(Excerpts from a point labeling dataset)
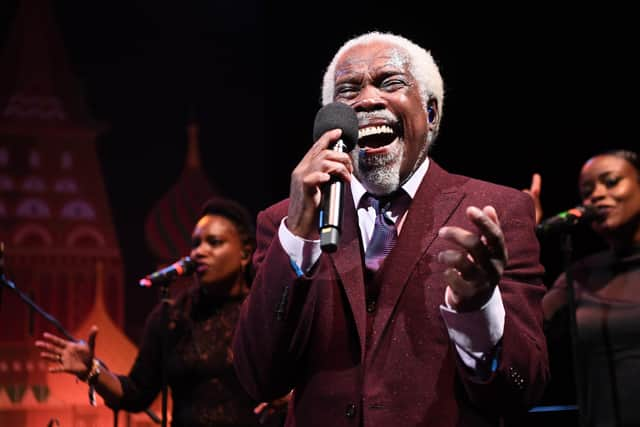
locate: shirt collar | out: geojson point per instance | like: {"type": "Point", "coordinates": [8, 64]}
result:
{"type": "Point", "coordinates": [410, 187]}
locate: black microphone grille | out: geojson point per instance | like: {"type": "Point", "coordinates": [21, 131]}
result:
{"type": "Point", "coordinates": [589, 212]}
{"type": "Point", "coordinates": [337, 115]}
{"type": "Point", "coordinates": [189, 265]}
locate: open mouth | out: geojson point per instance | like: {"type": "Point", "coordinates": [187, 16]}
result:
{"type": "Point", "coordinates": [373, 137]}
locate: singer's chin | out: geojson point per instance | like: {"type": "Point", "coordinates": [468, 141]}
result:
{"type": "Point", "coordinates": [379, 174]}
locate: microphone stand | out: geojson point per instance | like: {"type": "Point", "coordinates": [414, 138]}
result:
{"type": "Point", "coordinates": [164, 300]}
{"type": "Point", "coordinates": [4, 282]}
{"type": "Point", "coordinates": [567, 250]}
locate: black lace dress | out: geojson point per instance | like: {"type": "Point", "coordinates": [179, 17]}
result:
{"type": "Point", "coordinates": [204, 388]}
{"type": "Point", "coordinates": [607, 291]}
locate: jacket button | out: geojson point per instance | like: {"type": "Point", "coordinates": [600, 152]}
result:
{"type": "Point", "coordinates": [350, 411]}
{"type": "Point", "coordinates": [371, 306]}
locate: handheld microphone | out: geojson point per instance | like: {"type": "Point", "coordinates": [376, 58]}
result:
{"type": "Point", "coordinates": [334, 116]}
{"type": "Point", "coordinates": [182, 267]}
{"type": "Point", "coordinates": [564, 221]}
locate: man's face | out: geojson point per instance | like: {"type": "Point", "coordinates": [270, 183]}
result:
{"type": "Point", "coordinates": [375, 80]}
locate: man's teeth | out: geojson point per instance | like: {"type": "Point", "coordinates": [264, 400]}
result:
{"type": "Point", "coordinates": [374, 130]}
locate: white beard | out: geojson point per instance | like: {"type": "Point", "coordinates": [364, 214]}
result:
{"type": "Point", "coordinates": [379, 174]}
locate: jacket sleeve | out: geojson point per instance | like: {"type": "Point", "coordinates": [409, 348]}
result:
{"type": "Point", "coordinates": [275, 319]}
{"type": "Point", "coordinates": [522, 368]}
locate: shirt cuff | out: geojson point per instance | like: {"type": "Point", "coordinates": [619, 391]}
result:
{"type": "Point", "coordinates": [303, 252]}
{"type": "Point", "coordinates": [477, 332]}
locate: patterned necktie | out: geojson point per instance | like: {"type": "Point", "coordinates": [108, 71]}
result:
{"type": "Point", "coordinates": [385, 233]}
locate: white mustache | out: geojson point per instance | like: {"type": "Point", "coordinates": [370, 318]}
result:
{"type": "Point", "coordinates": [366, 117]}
==
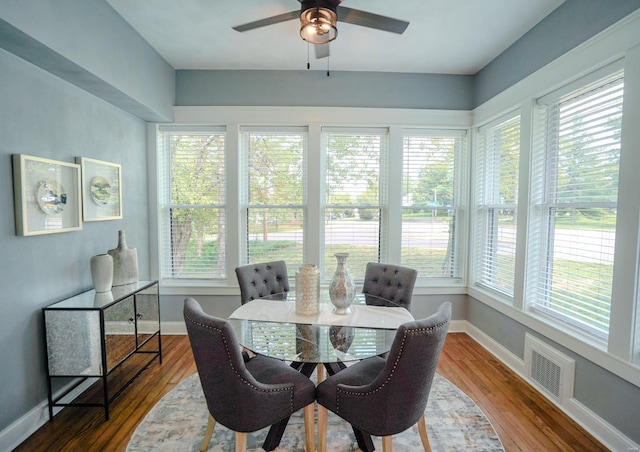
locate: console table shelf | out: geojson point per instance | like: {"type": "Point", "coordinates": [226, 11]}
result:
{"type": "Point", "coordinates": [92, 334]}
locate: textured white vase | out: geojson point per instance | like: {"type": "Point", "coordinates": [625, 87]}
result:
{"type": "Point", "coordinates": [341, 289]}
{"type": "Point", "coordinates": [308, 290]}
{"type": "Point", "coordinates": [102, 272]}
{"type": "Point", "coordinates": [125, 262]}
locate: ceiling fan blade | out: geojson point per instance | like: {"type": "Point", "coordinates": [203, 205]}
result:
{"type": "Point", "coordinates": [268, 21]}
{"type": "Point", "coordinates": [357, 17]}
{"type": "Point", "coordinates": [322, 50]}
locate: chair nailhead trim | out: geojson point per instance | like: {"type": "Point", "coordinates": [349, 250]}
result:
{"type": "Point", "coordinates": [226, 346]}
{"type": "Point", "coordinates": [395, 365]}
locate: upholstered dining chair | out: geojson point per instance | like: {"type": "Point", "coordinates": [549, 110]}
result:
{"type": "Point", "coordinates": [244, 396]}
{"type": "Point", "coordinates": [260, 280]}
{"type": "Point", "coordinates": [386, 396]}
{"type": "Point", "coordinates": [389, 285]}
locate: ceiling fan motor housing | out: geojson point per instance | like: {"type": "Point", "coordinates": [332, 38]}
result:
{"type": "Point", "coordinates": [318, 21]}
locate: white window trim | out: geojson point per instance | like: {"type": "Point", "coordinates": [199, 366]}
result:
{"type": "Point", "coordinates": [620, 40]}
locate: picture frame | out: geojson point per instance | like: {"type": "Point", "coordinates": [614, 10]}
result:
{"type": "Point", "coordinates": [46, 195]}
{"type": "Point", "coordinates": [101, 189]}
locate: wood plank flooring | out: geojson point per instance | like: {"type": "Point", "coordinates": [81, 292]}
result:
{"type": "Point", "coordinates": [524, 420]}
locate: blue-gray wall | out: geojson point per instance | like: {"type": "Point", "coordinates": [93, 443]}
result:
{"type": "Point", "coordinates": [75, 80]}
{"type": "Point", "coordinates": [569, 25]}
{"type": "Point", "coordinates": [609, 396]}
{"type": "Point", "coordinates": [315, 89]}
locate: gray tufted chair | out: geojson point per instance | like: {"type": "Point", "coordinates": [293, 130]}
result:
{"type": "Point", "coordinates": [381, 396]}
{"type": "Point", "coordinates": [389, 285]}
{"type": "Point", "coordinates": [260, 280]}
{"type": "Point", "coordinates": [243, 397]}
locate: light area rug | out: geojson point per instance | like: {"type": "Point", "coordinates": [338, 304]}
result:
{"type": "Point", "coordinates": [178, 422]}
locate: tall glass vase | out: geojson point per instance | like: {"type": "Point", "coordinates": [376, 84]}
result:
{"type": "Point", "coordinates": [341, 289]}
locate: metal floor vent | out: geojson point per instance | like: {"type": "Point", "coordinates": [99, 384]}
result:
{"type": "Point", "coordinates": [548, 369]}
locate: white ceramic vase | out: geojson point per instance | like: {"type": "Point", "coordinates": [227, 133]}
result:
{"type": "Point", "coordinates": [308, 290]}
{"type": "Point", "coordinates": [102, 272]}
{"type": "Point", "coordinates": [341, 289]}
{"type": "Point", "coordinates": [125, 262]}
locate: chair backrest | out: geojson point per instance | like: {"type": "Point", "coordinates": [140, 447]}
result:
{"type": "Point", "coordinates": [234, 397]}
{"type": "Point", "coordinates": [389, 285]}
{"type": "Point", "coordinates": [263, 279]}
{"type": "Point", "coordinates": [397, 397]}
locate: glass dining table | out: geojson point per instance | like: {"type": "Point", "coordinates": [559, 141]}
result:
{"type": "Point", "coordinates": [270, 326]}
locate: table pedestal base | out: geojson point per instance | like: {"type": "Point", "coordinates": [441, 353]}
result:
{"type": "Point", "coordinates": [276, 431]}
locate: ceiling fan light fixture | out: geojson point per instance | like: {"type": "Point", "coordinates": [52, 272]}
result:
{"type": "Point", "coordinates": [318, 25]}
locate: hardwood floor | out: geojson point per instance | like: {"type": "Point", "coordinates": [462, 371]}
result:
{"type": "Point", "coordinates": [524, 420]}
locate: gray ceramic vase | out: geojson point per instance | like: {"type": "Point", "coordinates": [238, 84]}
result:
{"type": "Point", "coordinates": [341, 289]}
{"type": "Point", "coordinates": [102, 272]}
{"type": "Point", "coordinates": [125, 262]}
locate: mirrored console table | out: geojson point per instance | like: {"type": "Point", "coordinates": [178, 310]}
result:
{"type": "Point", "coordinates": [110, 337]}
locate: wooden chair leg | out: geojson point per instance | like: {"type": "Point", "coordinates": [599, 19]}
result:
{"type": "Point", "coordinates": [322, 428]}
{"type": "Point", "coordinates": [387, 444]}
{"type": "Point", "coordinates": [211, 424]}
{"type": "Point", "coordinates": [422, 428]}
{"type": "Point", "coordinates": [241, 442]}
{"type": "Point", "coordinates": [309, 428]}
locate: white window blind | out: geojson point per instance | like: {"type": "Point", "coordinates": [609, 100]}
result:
==
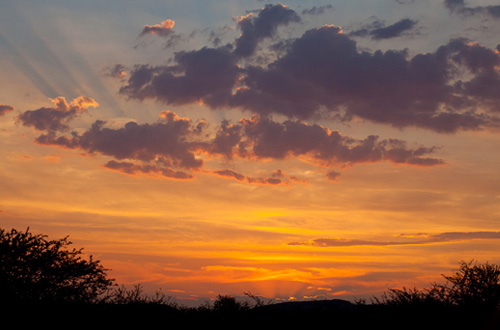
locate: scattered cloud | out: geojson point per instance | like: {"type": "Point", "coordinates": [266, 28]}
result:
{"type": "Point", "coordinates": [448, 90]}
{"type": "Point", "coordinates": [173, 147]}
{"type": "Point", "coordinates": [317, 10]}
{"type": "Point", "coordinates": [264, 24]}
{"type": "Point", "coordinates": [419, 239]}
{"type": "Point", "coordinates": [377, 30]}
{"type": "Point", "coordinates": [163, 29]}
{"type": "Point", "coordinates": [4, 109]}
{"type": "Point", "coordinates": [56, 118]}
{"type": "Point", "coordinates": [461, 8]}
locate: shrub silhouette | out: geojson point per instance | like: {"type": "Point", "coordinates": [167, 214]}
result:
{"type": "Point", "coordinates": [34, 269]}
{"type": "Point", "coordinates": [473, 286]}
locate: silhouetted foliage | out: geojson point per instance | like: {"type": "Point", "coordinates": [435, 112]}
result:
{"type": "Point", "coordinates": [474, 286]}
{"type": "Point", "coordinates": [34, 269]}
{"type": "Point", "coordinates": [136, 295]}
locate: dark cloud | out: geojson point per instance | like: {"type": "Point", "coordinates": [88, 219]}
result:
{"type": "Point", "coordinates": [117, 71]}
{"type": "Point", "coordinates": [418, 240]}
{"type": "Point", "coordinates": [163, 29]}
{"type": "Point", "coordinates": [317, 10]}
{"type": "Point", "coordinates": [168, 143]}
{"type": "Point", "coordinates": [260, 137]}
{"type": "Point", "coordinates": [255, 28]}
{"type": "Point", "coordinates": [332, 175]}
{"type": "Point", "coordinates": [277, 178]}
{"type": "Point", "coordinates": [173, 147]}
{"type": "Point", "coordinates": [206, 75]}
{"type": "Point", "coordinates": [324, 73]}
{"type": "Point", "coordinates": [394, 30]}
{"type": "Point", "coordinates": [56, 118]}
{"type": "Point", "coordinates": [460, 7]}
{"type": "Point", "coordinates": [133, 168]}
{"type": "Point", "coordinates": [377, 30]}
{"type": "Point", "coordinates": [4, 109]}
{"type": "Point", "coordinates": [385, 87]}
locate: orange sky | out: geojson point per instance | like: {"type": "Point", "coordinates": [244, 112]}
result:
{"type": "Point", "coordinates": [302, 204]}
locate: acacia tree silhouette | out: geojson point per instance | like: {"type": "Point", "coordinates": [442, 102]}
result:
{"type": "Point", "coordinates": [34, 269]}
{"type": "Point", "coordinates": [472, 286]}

**The request**
Collect every line of the records above that contains the word "glass", matching case exactly.

**Expected answer**
locate: tall glass vase | out: geojson point per instance | like: {"type": "Point", "coordinates": [376, 84]}
locate: glass dining table | out: geojson point per instance | like: {"type": "Point", "coordinates": [559, 141]}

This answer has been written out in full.